* **EXTRACT TO READ**:
-- Begin --
I think the more I think about the delta and gammas, sometimes I really find myself trapped in different concepts. Sometimes I get it, but sometimes I don't..

- Positive position gamma will benefit from large movement (volatility) in stock prices, but this is true only when we are delta hedging it to maturity? (Like you explained in another thread with the "buy low, sell high" concept. What if we are not delta-hedging the position? then with a positive gamma, we gain from stock price up-movements but actually suffer loss when stock price decrease, so in this case, can we say that the statement "positive position gamma will benefit from large movement in stock prices" is not true (since there is a downside)?


I think the idea the I get stuck with is "a position with positive gamma is relatively safe, that is, it will generate the deltas that benefit from an up or down move in the stock. But a position with negative gamma can be dangerous"
I really don't see how this is true because a naked position can have positive gamma too and it will have a downside (suffer) when stock prices fall.

Thank you.
-- End --
* **THE TASKS**:
**A.** List every passage that the post on delta and gamma places inside double quotation marks.
**B.** Answer these from the post on delta and gamma:
(i) Positive position gamma is said to benefit from what?
(ii) What kind of position does the writer say can have positive gamma and still suffer when stock prices fall?
(iii) In the idea the writer gets stuck with, how is a position with negative gamma described?
**C.** Output the part of the post on delta and gamma that opens with the words containing "I think the more" and closes with "is a downside)?".

* **STORED DATA**:
-- Begin --
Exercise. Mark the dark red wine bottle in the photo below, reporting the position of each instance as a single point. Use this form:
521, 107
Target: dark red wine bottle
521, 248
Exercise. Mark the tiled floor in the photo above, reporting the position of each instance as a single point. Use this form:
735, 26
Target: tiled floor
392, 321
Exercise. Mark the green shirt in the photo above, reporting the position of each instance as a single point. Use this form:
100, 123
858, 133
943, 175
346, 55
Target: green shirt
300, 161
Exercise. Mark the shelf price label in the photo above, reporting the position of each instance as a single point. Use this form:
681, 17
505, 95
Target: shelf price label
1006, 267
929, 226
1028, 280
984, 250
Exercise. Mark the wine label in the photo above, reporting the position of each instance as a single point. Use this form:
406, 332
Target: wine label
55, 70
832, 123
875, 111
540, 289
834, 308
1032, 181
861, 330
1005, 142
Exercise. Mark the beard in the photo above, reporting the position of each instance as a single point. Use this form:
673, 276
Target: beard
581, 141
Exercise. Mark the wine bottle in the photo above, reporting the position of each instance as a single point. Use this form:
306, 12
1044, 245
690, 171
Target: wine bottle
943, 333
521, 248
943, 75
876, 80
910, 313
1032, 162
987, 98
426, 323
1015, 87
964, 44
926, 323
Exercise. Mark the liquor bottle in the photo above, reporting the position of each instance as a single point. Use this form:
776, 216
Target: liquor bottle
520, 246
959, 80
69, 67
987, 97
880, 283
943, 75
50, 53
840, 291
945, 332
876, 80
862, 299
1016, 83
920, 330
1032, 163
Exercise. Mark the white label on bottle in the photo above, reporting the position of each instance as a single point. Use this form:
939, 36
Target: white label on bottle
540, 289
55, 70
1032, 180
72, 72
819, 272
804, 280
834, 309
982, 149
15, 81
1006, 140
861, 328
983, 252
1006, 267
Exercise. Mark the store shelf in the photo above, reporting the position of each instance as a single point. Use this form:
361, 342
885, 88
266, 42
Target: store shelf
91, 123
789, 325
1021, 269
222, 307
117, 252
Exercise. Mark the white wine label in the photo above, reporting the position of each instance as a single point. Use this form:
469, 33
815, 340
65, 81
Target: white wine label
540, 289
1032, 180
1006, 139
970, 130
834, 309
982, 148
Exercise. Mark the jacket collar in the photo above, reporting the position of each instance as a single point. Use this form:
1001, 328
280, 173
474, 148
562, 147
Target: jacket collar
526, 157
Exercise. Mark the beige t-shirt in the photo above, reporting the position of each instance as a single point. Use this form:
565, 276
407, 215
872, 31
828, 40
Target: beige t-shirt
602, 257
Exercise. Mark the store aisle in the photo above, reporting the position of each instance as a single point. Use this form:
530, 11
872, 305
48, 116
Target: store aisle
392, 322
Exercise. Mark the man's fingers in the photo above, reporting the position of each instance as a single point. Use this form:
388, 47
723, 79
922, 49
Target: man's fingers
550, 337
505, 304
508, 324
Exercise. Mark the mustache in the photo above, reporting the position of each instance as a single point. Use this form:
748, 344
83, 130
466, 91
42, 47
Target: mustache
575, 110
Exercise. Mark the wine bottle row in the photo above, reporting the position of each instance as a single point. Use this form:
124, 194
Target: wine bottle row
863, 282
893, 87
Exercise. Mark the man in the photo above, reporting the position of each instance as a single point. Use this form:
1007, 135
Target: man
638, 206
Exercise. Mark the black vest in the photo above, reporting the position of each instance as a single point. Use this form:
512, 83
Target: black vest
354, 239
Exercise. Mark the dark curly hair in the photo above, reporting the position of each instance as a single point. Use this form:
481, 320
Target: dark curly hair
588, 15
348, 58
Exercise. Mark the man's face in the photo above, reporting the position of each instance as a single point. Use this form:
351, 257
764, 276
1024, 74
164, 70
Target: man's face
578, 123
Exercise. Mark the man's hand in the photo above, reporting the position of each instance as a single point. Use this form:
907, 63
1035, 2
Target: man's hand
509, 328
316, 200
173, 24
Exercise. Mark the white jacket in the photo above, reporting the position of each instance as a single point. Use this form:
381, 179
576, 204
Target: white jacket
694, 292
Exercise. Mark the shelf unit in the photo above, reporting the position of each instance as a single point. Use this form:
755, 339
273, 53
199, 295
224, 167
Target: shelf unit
-- End --
* **CORRECT ANSWERS**:
**A.**
- "buy low, sell high"
- "positive position gamma will benefit from large movement in stock prices"
- "a position with positive gamma is relatively safe, that is, it will generate the deltas that benefit from an up or down move in the stock. But a position with negative gamma can be dangerous"

**B.**
(i) Large movement (volatility) in stock prices.
(ii) A naked position.
(iii) It can be dangerous.

**C.**
I think the more I think about the delta and gammas, sometimes I really find myself trapped in different concepts. Sometimes I get it, but sometimes I don't..

- Positive position gamma will benefit from large movement (volatility) in stock prices, but this is true only when we are delta hedging it to maturity? (Like you explained in another thread with the "buy low, sell high" concept. What if we are not delta-hedging the position? then with a positive gamma, we gain from stock price up-movements but actually suffer loss when stock price decrease, so in this case, can we say that the statement "positive position gamma will benefit from large movement in stock prices" is not true (since there is a downside)?